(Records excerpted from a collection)
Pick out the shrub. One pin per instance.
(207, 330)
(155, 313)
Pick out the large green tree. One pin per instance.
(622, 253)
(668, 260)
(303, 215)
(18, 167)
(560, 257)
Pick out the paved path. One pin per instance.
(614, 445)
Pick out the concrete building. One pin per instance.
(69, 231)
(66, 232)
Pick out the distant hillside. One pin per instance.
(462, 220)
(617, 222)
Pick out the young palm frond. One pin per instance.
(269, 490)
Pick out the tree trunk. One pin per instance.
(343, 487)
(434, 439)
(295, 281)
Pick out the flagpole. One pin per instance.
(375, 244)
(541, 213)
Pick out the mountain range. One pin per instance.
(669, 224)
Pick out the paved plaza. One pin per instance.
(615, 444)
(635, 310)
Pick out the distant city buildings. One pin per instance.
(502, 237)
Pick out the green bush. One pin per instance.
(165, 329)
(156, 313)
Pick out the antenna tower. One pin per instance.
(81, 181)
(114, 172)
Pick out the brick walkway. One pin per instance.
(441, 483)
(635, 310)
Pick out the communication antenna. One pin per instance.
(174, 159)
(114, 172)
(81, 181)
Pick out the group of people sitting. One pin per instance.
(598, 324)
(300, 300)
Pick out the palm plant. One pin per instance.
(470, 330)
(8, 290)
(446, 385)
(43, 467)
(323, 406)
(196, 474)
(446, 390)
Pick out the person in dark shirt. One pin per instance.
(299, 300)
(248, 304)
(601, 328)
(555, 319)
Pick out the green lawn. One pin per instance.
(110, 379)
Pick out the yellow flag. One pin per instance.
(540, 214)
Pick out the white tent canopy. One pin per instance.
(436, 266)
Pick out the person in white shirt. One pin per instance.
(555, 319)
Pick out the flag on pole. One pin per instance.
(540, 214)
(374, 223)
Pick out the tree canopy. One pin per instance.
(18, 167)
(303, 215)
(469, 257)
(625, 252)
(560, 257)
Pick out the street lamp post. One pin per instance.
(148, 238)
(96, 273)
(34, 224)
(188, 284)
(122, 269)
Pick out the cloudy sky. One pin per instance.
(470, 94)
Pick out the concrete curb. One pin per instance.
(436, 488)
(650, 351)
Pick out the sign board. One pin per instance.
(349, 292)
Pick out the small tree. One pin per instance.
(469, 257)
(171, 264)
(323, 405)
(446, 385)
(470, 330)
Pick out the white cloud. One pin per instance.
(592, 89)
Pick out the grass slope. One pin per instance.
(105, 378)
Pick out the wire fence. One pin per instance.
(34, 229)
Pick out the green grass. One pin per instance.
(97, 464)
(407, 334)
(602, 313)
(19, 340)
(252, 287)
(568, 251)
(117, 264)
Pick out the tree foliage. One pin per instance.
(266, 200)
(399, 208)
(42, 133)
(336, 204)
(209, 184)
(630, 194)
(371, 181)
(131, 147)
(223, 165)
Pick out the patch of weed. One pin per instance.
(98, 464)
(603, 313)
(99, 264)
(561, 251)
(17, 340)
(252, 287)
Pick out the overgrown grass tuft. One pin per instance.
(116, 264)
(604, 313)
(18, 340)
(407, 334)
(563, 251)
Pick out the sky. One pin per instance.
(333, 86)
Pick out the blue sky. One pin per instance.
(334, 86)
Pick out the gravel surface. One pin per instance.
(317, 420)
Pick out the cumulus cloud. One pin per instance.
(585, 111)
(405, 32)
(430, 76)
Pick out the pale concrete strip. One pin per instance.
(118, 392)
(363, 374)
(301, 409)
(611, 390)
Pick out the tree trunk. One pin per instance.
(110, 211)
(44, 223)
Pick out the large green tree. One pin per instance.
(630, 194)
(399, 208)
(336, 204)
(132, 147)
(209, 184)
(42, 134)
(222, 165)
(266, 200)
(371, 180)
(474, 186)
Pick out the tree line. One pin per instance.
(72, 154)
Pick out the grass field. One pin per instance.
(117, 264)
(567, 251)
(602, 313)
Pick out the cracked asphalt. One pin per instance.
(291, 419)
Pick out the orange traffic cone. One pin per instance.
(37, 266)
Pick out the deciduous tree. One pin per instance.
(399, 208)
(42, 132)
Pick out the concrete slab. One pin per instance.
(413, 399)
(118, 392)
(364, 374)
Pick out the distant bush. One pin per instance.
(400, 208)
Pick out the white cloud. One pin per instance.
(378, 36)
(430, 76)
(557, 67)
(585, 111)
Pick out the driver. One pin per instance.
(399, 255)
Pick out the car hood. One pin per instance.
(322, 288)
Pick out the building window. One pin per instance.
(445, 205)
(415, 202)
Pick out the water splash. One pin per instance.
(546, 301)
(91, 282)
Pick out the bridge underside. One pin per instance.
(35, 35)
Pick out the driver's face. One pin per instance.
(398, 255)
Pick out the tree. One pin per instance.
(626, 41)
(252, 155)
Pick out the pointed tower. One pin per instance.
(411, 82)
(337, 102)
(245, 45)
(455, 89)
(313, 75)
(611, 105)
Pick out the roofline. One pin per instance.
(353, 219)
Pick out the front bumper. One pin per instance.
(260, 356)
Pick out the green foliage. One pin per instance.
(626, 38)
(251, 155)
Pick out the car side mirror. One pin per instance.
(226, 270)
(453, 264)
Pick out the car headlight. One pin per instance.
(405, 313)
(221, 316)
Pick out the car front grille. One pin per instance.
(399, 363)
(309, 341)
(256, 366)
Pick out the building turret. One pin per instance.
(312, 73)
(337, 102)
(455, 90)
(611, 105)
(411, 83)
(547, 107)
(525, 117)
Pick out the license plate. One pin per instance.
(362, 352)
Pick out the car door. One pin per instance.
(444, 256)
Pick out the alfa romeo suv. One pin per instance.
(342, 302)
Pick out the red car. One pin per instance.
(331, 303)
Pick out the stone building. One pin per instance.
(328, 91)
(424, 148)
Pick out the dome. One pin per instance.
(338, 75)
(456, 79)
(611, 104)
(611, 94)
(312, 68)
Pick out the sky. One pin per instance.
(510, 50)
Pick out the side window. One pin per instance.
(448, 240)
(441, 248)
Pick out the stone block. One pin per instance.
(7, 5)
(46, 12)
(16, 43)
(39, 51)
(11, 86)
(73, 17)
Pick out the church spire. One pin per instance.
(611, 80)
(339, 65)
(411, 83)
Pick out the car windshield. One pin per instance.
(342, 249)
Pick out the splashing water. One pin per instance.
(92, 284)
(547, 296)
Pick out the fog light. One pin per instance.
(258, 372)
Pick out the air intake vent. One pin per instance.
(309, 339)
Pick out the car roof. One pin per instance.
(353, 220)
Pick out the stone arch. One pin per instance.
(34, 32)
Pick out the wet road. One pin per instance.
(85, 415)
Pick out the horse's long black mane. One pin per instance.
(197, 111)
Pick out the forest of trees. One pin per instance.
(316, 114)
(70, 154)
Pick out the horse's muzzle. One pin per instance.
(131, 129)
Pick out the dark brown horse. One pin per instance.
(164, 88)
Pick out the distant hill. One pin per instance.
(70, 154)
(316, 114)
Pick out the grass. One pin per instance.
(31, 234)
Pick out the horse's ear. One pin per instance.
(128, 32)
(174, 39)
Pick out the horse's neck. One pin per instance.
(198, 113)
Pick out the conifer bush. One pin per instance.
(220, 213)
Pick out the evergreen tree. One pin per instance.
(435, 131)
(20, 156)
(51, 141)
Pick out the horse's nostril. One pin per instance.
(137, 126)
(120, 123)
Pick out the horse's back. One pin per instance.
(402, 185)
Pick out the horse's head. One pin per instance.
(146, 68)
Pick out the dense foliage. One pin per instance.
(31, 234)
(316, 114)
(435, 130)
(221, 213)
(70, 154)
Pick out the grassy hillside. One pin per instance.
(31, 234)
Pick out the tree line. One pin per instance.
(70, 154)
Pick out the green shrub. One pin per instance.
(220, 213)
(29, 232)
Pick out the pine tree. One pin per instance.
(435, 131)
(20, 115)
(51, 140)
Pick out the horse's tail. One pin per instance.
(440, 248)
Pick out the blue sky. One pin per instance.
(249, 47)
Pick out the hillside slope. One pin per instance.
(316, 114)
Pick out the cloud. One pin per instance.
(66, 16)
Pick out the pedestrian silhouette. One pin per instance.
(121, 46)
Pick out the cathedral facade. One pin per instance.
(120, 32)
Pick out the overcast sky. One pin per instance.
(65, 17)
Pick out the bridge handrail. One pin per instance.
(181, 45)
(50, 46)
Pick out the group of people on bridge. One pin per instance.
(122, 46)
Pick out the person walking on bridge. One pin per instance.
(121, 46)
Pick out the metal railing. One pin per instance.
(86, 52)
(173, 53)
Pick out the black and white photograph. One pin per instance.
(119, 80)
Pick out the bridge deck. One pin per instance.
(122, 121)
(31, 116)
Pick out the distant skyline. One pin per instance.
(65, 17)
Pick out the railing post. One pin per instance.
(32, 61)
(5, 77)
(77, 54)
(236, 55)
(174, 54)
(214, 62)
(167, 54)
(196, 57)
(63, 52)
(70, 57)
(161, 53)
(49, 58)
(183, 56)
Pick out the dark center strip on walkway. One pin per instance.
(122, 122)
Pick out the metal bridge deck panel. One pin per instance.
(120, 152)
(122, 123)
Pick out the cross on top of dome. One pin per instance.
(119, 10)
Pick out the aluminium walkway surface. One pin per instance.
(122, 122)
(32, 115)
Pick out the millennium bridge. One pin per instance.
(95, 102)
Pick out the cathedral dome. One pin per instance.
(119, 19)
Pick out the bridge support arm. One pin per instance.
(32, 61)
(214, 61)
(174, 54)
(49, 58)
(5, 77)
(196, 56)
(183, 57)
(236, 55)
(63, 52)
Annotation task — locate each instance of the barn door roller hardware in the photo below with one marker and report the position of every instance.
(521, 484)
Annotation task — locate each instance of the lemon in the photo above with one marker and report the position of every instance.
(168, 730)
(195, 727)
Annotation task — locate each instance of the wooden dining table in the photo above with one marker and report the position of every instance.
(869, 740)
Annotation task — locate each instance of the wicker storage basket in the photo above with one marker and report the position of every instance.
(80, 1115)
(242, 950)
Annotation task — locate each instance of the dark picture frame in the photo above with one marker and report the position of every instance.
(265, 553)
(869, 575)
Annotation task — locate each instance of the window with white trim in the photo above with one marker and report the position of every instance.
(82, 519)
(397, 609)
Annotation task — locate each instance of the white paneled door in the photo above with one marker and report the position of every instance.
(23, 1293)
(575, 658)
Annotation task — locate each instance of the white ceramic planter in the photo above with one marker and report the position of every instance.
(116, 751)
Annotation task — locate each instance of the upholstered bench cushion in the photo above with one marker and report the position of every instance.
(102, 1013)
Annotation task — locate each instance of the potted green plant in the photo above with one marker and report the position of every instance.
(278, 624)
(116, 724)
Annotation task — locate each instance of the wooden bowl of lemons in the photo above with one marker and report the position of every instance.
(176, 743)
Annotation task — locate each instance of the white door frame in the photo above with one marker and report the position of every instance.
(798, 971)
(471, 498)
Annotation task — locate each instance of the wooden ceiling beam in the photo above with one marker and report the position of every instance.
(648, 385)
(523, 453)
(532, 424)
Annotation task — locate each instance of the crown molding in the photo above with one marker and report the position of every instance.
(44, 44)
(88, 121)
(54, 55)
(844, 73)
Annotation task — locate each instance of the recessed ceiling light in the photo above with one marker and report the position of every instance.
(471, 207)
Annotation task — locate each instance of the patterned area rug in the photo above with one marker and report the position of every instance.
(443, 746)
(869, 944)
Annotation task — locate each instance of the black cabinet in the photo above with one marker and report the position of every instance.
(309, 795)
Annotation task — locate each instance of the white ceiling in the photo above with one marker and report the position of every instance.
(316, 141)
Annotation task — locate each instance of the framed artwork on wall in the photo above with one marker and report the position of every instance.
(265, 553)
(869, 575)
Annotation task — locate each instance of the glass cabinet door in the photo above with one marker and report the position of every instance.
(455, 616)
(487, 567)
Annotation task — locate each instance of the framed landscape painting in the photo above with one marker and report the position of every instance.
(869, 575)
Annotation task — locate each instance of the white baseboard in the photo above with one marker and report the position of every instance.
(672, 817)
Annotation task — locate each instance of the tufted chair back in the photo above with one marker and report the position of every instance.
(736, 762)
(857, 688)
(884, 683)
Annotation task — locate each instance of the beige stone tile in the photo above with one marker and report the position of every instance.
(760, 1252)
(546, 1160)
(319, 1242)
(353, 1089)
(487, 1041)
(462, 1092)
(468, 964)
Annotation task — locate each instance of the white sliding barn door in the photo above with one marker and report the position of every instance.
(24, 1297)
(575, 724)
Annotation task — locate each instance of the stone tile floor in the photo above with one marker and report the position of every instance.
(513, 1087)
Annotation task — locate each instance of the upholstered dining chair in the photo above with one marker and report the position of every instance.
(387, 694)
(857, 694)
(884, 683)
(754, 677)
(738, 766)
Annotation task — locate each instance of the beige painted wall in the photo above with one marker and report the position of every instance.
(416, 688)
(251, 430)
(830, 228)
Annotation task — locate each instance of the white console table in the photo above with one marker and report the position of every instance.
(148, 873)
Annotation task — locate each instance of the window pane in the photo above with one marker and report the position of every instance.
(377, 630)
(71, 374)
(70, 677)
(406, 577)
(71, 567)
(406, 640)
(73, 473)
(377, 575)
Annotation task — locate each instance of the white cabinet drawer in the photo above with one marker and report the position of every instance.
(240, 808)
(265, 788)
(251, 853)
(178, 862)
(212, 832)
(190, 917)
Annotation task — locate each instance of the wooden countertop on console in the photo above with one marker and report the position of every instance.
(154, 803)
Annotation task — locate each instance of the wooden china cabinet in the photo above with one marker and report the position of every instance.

▶ **What the task requires**
Everything from the line that contains "Annotation task — locate each instance of the upholstered dining" through the end of the records must be duplicated exactly, and nothing outside that range.

▶ **Reply to the task**
Annotation task — locate each instance of the upholstered dining chair in the photo above with one marker and report the position of every instance.
(387, 694)
(857, 694)
(884, 683)
(754, 677)
(738, 766)
Annotation task — locate each instance of the beige painted wall in the photo above with one marker and report the position of every instance.
(416, 688)
(251, 430)
(830, 228)
Annotation task — locate each instance of the white console table in the photo above with one marker and report the position of every instance.
(148, 873)
Annotation task — locate each instance of the window pane in the photo above with one marker and report the position of every instance.
(377, 630)
(71, 374)
(70, 677)
(406, 577)
(71, 567)
(406, 640)
(73, 473)
(377, 575)
Annotation task — locate each instance of the white cabinet drawer in the photo above with one marker and report the position of every instance.
(240, 808)
(265, 788)
(251, 853)
(178, 862)
(212, 832)
(190, 917)
Annotation task — locate each instance of the wooden countertop on console in the photo above with one marker and report the position of every instance.
(154, 803)
Annotation task — locate each instance of the wooden china cabinet in the photo above with one marker and report the position of every instance.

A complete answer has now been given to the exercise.